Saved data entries
·····

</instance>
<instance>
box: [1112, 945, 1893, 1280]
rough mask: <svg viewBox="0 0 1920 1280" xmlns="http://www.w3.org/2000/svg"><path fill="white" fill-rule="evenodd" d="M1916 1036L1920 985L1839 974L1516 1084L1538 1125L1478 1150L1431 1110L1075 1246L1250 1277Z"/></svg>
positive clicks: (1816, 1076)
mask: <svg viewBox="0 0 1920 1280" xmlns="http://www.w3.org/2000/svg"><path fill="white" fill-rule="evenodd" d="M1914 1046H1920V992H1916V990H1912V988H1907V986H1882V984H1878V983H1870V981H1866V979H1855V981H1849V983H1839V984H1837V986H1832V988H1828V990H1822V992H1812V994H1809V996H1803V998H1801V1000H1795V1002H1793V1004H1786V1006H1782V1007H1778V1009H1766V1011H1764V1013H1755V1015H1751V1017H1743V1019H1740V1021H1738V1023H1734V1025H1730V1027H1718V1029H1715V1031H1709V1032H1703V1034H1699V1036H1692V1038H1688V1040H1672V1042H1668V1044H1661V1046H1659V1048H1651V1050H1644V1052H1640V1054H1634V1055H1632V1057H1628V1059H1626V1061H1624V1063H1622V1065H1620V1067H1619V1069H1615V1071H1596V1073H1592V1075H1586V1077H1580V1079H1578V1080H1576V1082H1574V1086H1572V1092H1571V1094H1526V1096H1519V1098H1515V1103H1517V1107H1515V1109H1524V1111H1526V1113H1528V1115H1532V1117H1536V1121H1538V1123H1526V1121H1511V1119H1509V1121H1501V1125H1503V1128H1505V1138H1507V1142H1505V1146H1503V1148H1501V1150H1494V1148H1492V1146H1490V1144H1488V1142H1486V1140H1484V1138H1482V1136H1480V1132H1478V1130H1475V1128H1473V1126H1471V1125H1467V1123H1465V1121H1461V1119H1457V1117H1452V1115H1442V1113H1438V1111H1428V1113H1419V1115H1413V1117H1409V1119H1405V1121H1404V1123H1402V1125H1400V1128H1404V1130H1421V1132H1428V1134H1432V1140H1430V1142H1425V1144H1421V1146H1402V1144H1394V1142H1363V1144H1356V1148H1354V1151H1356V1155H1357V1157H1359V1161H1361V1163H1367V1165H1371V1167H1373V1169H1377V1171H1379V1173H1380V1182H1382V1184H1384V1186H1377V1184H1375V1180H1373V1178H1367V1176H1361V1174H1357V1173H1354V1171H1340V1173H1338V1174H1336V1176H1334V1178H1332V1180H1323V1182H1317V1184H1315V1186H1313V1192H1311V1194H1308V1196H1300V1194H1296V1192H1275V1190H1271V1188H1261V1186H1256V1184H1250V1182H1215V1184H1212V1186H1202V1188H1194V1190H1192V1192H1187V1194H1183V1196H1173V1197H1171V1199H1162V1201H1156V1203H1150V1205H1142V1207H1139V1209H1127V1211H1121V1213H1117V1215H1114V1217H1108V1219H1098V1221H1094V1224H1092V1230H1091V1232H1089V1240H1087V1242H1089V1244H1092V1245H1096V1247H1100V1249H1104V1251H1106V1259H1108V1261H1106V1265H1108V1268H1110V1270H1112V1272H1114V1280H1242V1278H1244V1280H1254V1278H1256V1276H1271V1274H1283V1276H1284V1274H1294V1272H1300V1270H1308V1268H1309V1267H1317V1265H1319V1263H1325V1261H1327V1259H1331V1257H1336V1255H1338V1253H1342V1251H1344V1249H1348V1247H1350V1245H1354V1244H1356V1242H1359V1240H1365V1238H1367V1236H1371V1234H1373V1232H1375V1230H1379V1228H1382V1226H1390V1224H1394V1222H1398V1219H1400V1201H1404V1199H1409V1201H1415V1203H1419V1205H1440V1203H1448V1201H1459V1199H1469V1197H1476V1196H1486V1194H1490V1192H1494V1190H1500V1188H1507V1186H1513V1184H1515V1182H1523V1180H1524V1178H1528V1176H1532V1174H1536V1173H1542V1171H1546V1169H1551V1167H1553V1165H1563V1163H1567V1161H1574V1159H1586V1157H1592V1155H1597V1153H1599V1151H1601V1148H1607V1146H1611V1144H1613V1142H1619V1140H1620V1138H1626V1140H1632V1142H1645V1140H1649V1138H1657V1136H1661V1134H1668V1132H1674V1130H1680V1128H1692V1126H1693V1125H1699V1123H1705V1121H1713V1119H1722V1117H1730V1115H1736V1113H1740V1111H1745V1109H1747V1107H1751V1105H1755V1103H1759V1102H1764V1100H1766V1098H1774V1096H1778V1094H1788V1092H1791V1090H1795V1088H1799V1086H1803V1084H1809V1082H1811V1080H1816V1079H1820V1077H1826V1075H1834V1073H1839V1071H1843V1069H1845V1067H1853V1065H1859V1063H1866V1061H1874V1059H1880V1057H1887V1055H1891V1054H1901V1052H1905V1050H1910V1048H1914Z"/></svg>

·····

Your reply must reproduce all records above exactly.

Exercise result -
</instance>
<instance>
box: [1112, 945, 1893, 1280]
rough mask: <svg viewBox="0 0 1920 1280" xmlns="http://www.w3.org/2000/svg"><path fill="white" fill-rule="evenodd" d="M1916 1036L1920 985L1839 974L1516 1084L1538 1125L1478 1150L1431 1110L1075 1246L1250 1277Z"/></svg>
positive clicks: (1816, 1076)
mask: <svg viewBox="0 0 1920 1280" xmlns="http://www.w3.org/2000/svg"><path fill="white" fill-rule="evenodd" d="M1914 1046H1920V992H1916V990H1912V988H1907V986H1882V984H1878V983H1870V981H1866V979H1855V981H1849V983H1839V984H1837V986H1832V988H1828V990H1822V992H1812V994H1809V996H1803V998H1801V1000H1795V1002H1793V1004H1786V1006H1782V1007H1778V1009H1766V1011H1764V1013H1755V1015H1751V1017H1743V1019H1740V1021H1738V1023H1734V1025H1730V1027H1718V1029H1715V1031H1709V1032H1703V1034H1699V1036H1692V1038H1688V1040H1672V1042H1668V1044H1661V1046H1659V1048H1651V1050H1644V1052H1640V1054H1634V1055H1632V1057H1628V1059H1626V1061H1624V1063H1622V1065H1620V1067H1619V1069H1615V1071H1596V1073H1592V1075H1586V1077H1580V1079H1578V1080H1576V1082H1574V1086H1572V1092H1571V1094H1526V1096H1519V1098H1515V1103H1517V1107H1515V1109H1524V1111H1526V1113H1528V1115H1532V1117H1536V1121H1538V1123H1526V1121H1511V1119H1509V1121H1501V1125H1503V1128H1505V1138H1507V1142H1505V1146H1503V1148H1501V1150H1494V1148H1492V1146H1490V1144H1488V1142H1486V1140H1484V1138H1482V1136H1480V1132H1478V1130H1475V1128H1473V1126H1471V1125H1467V1123H1465V1121H1461V1119H1457V1117H1452V1115H1442V1113H1438V1111H1428V1113H1419V1115H1413V1117H1409V1119H1405V1121H1404V1123H1402V1125H1400V1128H1404V1130H1421V1132H1428V1134H1432V1140H1430V1142H1425V1144H1421V1146H1402V1144H1394V1142H1363V1144H1356V1148H1354V1151H1356V1155H1357V1157H1359V1161H1361V1163H1367V1165H1371V1167H1373V1169H1377V1171H1379V1173H1380V1182H1382V1184H1384V1186H1377V1184H1375V1180H1373V1178H1367V1176H1361V1174H1357V1173H1354V1171H1340V1173H1338V1174H1336V1176H1334V1178H1332V1180H1323V1182H1317V1184H1315V1186H1313V1192H1311V1194H1308V1196H1300V1194H1296V1192H1275V1190H1271V1188H1261V1186H1256V1184H1250V1182H1215V1184H1212V1186H1202V1188H1194V1190H1192V1192H1187V1194H1183V1196H1173V1197H1171V1199H1162V1201H1156V1203H1150V1205H1142V1207H1139V1209H1127V1211H1121V1213H1117V1215H1114V1217H1108V1219H1098V1221H1094V1224H1092V1230H1091V1232H1089V1240H1087V1242H1089V1244H1092V1245H1096V1247H1100V1249H1104V1251H1106V1259H1108V1261H1106V1265H1108V1268H1110V1270H1112V1272H1114V1280H1242V1278H1244V1280H1254V1278H1256V1276H1271V1274H1283V1276H1284V1274H1294V1272H1300V1270H1308V1268H1309V1267H1317V1265H1319V1263H1325V1261H1327V1259H1331V1257H1336V1255H1338V1253H1342V1251H1344V1249H1348V1247H1350V1245H1354V1244H1356V1242H1359V1240H1365V1238H1367V1236H1371V1234H1373V1232H1375V1230H1379V1228H1382V1226H1390V1224H1394V1222H1398V1219H1400V1201H1404V1199H1409V1201H1415V1203H1419V1205H1440V1203H1448V1201H1459V1199H1469V1197H1476V1196H1486V1194H1490V1192H1494V1190H1500V1188H1507V1186H1513V1184H1515V1182H1523V1180H1524V1178H1528V1176H1532V1174H1536V1173H1542V1171H1546V1169H1551V1167H1553V1165H1563V1163H1567V1161H1574V1159H1586V1157H1592V1155H1597V1153H1599V1151H1601V1148H1607V1146H1611V1144H1613V1142H1619V1140H1620V1138H1626V1140H1632V1142H1645V1140H1649V1138H1657V1136H1661V1134H1668V1132H1674V1130H1680V1128H1692V1126H1693V1125H1699V1123H1705V1121H1713V1119H1722V1117H1730V1115H1736V1113H1740V1111H1745V1109H1747V1107H1751V1105H1755V1103H1759V1102H1764V1100H1766V1098H1774V1096H1778V1094H1788V1092H1791V1090H1795V1088H1799V1086H1803V1084H1809V1082H1811V1080H1816V1079H1820V1077H1826V1075H1834V1073H1839V1071H1843V1069H1845V1067H1853V1065H1859V1063H1866V1061H1874V1059H1880V1057H1887V1055H1891V1054H1901V1052H1905V1050H1910V1048H1914Z"/></svg>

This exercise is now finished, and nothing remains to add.